Детство и первые ошибки родителей
Мне 42 года, и у меня есть дочь.
Но в её лице я часто вижу ту маленькую девочку, которой когда-то была сама.
Ту, что стояла на кухне и слушала:
— «Ты поправилась».
— «Тебе хватит».
— «Перестань есть сладкое».
Сладости в нашем доме были под запретом.
И чем строже был запрет, тем сильнее хотелось.

Я кралась на кухню поздно вечером, когда весь дом спал.
Была тишина, а стрелки часов тикали громко-громко, будто предупреждали: «Не смей».

Я открывала шкафчик, брала конфету, бежала в комнату и, укрывшись с головой, разворачивала фантик медленно, стараясь не издать ни звука.

Ела быстро, будто боялась, что её отнимут.

А потом — прятала фантики: под подушкой, за батареей, в карманах формы.

Но мама всегда находила.
— «Смотри, что ты делаешь!» — она была очень разочарована.

Инструкции к упражнению:
[A] Переведите на английский язык предложение из отрывка о запрете на сладости: «Сладости в нашем доме были под запретом.»
[B] Допишите продолжение отрывка о запрете на сладости, начав сразу после последней реплики мамы.
Строки взяты из другого источника.

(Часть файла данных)

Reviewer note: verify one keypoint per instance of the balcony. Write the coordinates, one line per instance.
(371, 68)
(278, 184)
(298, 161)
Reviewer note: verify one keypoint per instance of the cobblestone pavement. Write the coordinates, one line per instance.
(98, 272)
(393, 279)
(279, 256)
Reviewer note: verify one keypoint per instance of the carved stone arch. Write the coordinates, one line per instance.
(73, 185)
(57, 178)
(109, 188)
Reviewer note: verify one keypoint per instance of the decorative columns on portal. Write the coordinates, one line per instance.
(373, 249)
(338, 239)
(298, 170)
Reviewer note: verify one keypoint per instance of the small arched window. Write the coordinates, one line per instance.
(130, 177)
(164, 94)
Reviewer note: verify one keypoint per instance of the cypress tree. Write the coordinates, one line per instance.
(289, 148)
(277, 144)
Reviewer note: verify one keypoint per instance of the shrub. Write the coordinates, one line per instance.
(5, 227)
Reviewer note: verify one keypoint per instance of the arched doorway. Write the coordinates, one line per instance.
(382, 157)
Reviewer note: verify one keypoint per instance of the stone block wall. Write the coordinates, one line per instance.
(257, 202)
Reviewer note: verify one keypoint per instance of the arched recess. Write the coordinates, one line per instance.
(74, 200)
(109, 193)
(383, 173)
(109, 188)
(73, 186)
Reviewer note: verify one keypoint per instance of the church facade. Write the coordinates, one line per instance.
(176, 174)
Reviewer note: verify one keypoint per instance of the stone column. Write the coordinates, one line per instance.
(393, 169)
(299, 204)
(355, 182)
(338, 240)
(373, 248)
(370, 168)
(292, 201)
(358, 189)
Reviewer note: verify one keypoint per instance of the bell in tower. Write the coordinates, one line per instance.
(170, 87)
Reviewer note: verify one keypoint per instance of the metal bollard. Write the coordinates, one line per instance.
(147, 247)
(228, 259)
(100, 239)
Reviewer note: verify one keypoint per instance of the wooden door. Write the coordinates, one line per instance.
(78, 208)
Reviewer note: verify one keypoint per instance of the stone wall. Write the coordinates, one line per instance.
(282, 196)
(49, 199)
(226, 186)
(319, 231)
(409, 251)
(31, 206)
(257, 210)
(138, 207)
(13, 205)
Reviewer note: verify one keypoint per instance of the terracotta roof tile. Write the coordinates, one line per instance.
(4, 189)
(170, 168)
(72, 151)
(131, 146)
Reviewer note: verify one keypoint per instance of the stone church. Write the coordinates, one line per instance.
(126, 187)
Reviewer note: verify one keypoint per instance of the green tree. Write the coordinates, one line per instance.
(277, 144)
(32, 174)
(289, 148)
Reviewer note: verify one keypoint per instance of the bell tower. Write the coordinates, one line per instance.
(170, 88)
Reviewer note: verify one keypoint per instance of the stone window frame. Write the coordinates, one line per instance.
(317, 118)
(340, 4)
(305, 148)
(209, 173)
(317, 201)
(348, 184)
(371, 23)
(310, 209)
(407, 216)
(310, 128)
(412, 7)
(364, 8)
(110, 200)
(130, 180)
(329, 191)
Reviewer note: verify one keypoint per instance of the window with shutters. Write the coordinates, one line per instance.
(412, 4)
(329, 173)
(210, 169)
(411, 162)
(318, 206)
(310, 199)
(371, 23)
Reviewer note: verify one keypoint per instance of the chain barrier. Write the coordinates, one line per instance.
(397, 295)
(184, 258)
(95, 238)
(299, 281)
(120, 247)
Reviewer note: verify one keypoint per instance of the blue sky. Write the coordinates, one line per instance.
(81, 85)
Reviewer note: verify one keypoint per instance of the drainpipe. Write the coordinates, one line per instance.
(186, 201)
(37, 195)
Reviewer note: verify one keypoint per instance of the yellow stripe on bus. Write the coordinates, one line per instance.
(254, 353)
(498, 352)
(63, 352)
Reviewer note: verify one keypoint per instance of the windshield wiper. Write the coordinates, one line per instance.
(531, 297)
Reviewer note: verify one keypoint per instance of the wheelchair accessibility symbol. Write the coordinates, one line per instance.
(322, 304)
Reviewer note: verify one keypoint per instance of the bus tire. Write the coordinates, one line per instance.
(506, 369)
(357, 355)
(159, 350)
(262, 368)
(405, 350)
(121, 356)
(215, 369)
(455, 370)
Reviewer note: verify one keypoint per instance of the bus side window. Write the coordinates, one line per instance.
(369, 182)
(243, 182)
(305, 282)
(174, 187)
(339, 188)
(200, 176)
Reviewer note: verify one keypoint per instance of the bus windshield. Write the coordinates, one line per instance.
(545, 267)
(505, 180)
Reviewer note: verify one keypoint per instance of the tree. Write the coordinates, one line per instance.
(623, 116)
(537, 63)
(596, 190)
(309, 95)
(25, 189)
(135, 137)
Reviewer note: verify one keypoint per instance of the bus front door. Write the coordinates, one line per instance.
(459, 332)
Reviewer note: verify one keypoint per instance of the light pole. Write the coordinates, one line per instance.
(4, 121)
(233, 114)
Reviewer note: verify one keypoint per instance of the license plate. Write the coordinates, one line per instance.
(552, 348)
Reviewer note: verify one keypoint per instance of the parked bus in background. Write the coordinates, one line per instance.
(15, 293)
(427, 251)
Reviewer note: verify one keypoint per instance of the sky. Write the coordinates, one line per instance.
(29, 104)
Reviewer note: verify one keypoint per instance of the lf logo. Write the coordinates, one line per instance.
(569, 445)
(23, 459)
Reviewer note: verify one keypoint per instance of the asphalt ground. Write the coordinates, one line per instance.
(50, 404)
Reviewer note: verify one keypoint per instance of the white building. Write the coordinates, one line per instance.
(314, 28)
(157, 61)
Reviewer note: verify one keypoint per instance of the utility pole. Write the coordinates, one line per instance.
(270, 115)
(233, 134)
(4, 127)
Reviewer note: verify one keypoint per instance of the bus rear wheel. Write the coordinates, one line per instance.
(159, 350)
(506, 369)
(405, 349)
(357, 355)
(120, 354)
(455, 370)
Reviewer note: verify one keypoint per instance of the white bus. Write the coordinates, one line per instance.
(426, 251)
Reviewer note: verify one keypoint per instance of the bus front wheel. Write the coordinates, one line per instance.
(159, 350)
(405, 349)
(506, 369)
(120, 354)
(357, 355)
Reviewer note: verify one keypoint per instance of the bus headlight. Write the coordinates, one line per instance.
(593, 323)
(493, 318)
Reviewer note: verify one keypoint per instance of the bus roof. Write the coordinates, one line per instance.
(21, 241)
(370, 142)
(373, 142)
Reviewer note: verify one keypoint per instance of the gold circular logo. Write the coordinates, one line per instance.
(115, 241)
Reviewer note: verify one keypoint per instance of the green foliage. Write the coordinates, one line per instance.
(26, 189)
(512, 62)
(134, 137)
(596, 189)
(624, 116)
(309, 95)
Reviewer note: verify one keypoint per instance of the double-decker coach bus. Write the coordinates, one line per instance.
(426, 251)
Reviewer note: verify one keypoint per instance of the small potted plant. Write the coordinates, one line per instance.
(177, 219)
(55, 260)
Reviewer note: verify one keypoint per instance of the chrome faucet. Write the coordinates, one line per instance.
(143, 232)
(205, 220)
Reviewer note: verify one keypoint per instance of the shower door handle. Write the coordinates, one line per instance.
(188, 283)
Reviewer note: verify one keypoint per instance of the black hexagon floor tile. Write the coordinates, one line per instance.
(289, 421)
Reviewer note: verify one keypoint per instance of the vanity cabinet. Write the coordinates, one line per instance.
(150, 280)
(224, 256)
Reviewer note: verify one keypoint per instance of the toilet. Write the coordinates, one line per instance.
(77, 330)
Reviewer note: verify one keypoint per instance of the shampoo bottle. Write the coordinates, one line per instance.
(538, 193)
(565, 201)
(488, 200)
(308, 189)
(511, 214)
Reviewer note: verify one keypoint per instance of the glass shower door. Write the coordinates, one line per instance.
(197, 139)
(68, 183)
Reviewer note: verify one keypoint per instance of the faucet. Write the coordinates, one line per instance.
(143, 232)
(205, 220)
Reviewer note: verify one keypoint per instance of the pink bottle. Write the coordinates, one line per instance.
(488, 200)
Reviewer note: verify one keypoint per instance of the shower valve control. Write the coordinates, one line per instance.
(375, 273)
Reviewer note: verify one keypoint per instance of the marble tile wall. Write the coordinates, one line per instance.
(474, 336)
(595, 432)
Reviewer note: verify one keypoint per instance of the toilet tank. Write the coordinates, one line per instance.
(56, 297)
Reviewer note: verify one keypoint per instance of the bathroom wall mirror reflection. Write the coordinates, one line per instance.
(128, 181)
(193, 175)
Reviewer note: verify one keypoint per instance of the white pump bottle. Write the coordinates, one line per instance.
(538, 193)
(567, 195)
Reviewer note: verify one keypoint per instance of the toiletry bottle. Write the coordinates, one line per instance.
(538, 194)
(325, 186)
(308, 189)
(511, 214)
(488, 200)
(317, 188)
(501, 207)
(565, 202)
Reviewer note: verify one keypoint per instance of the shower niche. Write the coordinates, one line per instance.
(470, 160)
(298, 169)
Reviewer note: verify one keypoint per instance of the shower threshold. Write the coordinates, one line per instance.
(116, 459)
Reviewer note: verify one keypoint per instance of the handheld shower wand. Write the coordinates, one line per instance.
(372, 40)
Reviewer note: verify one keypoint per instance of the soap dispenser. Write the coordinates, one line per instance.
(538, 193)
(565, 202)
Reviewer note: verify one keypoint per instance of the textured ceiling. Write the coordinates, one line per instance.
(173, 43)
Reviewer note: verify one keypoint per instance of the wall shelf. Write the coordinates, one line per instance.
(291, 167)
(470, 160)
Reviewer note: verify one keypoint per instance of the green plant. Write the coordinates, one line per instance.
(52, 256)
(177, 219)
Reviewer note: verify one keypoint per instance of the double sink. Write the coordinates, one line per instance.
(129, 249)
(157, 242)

Ответы на задания:
[A] Sweets were forbidden in our home.

[B]
— «Опять конфеты, зачем?!» — добавляла она.
— «Ты хочешь быть толстой?»

Я стояла перед ней, красная, униженная, и хотела закричать:
«Почему сестре можно, а мне — нет? Почему я всегда плохая?»
Но молчала.

Потому что знала — любое слово только сделает хуже.

По моим воспоминаниям, так проходили годы до десяти лет.


Я училась стыдиться еды,

прятать свои желания,

и ненавидеть своё тело.

В 11-12 лет я стала старше, но ничего не изменилось.
Те же запреты, те же взгляды, те же фразы.
Никто не учил меня, как питаться правильно.
Меня учили — бояться еды.
В нашей семье еда никогда не была просто едой.
Она была мерилом любви, заботы, «правильности».
Мама готовила с душой — но и с жиром, как она говорила:
«Чтобы было сытно».
Плов на сале, жареная картошка, густые бульоны, побольше масла — «иначе невкусно».
Так готовили всегда, «по-домашнему».
И когда я начала поправляться, рацион не менялся.
Просто добавились упрёки и контроль.

Моя сестра могла есть мороженое и любые сладости всегда.
Все смеялись, умилялись:
— «Какая ты у нас худенькая!»
А я сидела рядом и слышала другое:
— «Ты уже достаточно съела».
— «Девочка должна быть аккуратной и следить за собой».

Для родителей это, наверное, казалось заботой.
А для меня — проверкой на любовь.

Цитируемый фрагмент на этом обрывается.